## WHAT TO WORK ON:
Render the records as a JSON list of strings, one string per line with blank lines omitted, beginning with the line containing "Identify the bar du matin sign above." and continuing through the last line of the records.

## PROVIDED ENTRIES:
-*-*-

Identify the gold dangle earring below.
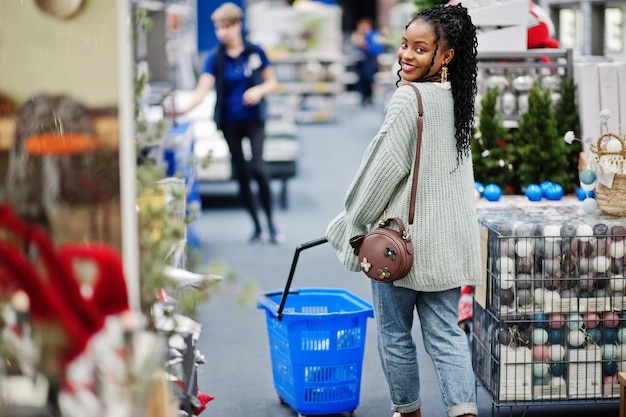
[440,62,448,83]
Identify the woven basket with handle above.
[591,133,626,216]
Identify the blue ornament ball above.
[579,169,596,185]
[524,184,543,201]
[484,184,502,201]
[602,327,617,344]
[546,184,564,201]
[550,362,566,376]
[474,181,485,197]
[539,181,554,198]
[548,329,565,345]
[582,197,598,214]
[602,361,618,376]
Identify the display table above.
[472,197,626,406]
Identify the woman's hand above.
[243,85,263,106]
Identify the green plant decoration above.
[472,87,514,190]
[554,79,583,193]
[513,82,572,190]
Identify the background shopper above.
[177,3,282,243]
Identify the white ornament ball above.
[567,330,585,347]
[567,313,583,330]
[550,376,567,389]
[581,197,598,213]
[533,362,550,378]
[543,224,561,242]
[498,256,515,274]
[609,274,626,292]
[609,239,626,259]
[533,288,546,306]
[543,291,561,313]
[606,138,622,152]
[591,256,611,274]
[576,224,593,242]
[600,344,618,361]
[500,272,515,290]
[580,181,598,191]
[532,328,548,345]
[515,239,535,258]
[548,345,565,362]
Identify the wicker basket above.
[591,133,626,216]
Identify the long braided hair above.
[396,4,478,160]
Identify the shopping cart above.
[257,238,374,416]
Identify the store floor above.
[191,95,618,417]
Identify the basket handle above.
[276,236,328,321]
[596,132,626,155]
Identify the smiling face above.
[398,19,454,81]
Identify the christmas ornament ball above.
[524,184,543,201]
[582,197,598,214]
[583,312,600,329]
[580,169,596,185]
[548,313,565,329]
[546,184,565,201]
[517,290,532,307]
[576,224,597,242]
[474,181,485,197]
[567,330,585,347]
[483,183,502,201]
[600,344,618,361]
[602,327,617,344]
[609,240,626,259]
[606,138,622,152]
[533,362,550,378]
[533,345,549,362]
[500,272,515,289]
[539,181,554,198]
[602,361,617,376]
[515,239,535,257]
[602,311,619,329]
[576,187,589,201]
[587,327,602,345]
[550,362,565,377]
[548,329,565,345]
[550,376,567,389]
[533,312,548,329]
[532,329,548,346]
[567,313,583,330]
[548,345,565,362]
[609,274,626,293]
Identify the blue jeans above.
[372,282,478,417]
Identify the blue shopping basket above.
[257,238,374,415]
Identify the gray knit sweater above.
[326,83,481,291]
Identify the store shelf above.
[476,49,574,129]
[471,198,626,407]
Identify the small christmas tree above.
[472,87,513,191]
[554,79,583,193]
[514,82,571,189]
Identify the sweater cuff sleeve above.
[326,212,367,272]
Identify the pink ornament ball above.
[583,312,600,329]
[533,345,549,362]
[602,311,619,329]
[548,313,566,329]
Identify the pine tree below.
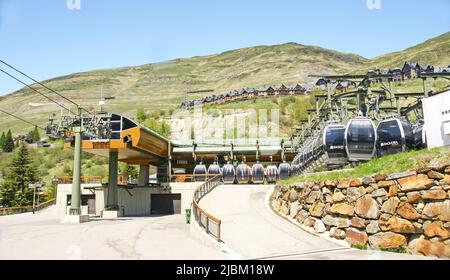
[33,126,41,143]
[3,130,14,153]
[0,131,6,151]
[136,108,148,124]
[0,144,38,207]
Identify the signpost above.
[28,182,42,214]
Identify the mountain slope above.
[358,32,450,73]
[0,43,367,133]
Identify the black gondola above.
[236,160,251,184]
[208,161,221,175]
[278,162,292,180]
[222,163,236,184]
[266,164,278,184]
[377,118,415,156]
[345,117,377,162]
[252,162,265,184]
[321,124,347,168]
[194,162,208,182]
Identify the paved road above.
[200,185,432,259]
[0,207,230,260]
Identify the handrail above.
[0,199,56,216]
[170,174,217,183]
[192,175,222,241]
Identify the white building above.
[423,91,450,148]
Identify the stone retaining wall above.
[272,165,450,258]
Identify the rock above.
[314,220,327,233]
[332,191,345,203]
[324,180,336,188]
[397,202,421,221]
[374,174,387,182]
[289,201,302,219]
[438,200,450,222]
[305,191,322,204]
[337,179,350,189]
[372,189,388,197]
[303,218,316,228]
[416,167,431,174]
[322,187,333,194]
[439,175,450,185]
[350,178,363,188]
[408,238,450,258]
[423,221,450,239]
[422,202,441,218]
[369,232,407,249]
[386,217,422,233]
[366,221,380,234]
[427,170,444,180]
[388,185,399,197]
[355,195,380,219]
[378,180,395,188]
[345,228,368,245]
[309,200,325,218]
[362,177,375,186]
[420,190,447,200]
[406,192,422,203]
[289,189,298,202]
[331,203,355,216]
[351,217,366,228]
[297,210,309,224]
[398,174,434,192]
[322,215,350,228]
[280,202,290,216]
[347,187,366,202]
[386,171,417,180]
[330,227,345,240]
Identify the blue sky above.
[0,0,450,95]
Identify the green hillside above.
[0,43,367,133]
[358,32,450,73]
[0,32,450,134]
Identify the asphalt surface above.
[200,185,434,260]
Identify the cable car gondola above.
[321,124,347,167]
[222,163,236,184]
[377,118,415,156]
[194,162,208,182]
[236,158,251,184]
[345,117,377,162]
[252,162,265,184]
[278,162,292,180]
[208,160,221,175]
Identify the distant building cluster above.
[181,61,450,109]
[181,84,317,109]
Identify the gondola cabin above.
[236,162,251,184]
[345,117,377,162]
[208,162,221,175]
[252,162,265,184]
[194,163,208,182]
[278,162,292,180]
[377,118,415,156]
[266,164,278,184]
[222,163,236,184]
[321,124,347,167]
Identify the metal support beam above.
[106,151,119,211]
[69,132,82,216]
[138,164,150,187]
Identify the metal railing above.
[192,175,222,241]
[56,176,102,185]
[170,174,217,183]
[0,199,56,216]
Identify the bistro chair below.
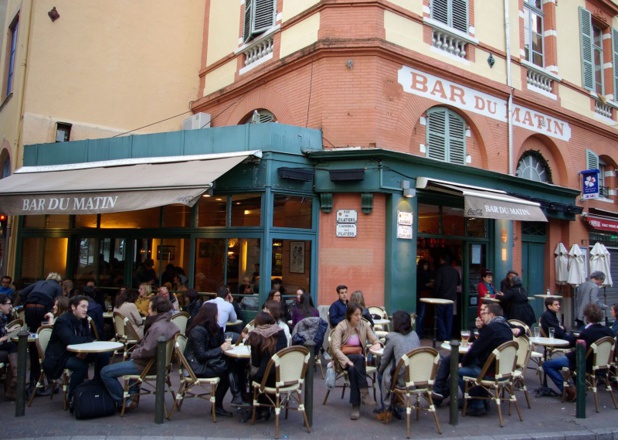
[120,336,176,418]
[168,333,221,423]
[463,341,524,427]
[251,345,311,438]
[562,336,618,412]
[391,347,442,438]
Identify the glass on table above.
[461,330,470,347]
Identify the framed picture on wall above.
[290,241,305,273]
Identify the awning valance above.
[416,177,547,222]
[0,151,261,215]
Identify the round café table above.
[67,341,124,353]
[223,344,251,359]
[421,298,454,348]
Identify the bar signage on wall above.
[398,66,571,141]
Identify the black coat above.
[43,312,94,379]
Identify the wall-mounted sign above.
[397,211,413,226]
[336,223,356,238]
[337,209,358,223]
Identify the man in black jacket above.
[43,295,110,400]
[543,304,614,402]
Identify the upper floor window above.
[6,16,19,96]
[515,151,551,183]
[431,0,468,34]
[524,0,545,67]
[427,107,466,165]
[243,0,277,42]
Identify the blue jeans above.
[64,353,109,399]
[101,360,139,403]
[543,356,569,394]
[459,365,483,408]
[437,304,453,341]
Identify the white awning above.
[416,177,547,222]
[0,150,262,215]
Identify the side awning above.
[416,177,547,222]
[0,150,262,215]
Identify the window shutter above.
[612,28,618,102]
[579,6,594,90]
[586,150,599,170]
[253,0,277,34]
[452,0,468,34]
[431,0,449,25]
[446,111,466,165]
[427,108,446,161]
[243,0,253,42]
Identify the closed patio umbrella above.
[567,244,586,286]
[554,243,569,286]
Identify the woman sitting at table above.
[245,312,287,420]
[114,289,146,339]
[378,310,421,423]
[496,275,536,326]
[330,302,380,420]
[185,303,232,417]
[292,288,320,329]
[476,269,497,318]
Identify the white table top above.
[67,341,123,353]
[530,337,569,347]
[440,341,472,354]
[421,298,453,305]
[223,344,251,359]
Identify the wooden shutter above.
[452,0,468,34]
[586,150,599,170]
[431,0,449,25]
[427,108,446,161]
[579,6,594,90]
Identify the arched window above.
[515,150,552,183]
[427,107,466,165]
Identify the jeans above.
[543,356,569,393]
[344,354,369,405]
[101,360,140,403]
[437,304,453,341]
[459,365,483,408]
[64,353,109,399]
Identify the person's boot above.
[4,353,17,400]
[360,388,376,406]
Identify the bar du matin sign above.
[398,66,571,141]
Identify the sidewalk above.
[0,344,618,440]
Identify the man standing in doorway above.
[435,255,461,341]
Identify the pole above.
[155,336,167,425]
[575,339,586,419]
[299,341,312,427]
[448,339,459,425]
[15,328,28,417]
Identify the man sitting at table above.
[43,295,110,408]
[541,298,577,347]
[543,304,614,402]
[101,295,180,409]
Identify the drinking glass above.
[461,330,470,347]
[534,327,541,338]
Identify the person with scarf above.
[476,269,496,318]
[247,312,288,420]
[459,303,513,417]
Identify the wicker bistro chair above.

-*-*-

## REPLY TO THE EXERCISE:
[
  "Identify the bar du matin sign above.",
  "[398,66,571,141]",
  "Identify the sidewalk above.",
  "[0,344,618,440]",
  "Identify the man standing in doorway above.",
  "[435,255,461,341]",
  "Identify the pole above.",
  "[155,336,167,425]",
  "[575,339,586,419]",
  "[299,341,312,427]",
  "[448,339,459,425]",
  "[15,328,28,417]",
  "Identify the man sitting at table above.",
  "[43,295,110,408]",
  "[541,298,577,347]",
  "[543,304,614,402]",
  "[101,295,180,409]",
  "Identify the drinking glass above.",
  "[461,330,470,347]",
  "[534,327,541,338]",
  "Identify the person with scarf above.",
  "[476,269,496,318]",
  "[247,312,288,420]",
  "[459,303,513,417]",
  "Identify the wicker bistro chair above."
]